» **PROVIDED PASSAGE**:
· · · · ·

The joy of Rime and the petrification of indie gaming
ICOnic.
Rime has seen more than its fair share of reversals: an open world platform-puzzler from Tequila Works set on a deserted tropical island, it was originally pitched as an Xbox One exclusive, then scooped up as one of PS4's headline indie titles, only to be cast adrift a couple of years later. Save for a slightly rocky frame-rate on Xbox One, however, it's shaping up rather well. As the game begins, your character, a mop-headed youth in rags, awakens on a balmy shore studded with enormous marble ruins. Wandering along the beach past milling gulls and fretful crabs, you discover an inlet leading to a wooded dell. At its centre, the curiously lifelike statue of a fox.
By clambering up and calling out to smaller statues, dotted across the coast, you can free bolts of energy that coruscate down to the fox, eventually transforming it into a flesh-and-blood animal who opens the way to the island's interior. The act of racing these dancing, ephemeral fireworks back to the statue could be Rime in a nutshell - serene yet boisterous, a game that is as much about the delight of inhabiting a particular body in a particular place as it is achievement or discovery.
Arcane secrets await deeper within the island - puzzles built upon perspective, a gigantic winged predator and a mechanism that, seemingly, allows you to change the time of day. Much as I'm eager to play on, though, my mind keeps sliding off the game. There's a strangely piecemeal, bolted-together quality to Rime, for all the fluid, organically weathered curves of its shrines and hillsides - it's a little too easy to pigeon-hole, to break down into sets of parallels and influences. The ocean is pure Wind Waker, contorted by creamy white breakers that beg you to plunge in. The island's terrain feels like a nod to the acclaimed Myst-a-like The Witness, the clean architecture of its puzzles buried amid impressionistic blobs of foliage and gentle yet irresistible light-shadow contrasts. The boy's movements evoke Ico, all flying knees and elbows accentuated by a flapping red cape, while the dynamic orchestral score puts me in mind of Ori and the Blind Forest, Microsoft's 2015 indie starlet - plangent tinkles of piano, soaring strings and a wordless female solo.
I'm not, to be clear, trying to suggest that Tequila Works has ripped any of these games off. Rime's aesthetic apparently owes as much to the painters Giorgio de Chirico and Joaquin Sorolla as the likes of Journey, and in any case, there's nothing wrong with wearing your influences on your sleeve, providing you make the most of them. But I do think Rime encapsulates and makes visible a problem that characterises all of the aforementioned titles, to varying degrees - the idea that "indie" refers neither to a developer's financial circumstances nor some aspirational creative ethos, but a concrete genre made up of certain themes, mechanics and visual cues.
An indie game can be anything, of course, but when we talk about "indie" games today, I think we're actually talking about something quite specific - a blend of colourful nostalgia, psychological or emotive depth, and limited mechanical innovation. The game will be either a platform-puzzler that unfolds in some fading pastoral idyll, or an overclocked, splattery arcade shooter set in the 1980s (or a near-future made up to resemble the 1980s). It will seek to capture the feel and tempo of a beloved classic, but with a distinctively "modern" twist involving, say, real-time physics or procedural generation.

· · · · ·

» **TO DO**:
1: Reproduce the Rime article word for word, from "Rime has seen" to "statue of a fox.".
2: Using the Rime article, answer the following:
(a) Which studio developed Rime?
(b) Which game do the boy's movements evoke?
(c) Which two painters does Rime's aesthetic reportedly owe a debt to?

» **COLLECTED MATERIAL**:

· · · · ·

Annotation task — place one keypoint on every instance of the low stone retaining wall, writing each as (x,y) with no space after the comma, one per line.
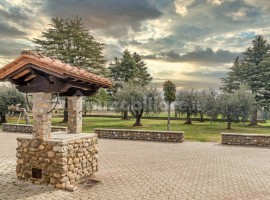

· · · · ·

» **EXPECTED RESULTS**:
1:
Rime has seen more than its fair share of reversals: an open world platform-puzzler from Tequila Works set on a deserted tropical island, it was originally pitched as an Xbox One exclusive, then scooped up as one of PS4's headline indie titles, only to be cast adrift a couple of years later. Save for a slightly rocky frame-rate on Xbox One, however, it's shaping up rather well. As the game begins, your character, a mop-headed youth in rags, awakens on a balmy shore studded with enormous marble ruins. Wandering along the beach past milling gulls and fretful crabs, you discover an inlet leading to a wooded dell. At its centre, the curiously lifelike statue of a fox.

2:
(a) Tequila Works
(b) Ico
(c) Giorgio de Chirico and Joaquin Sorolla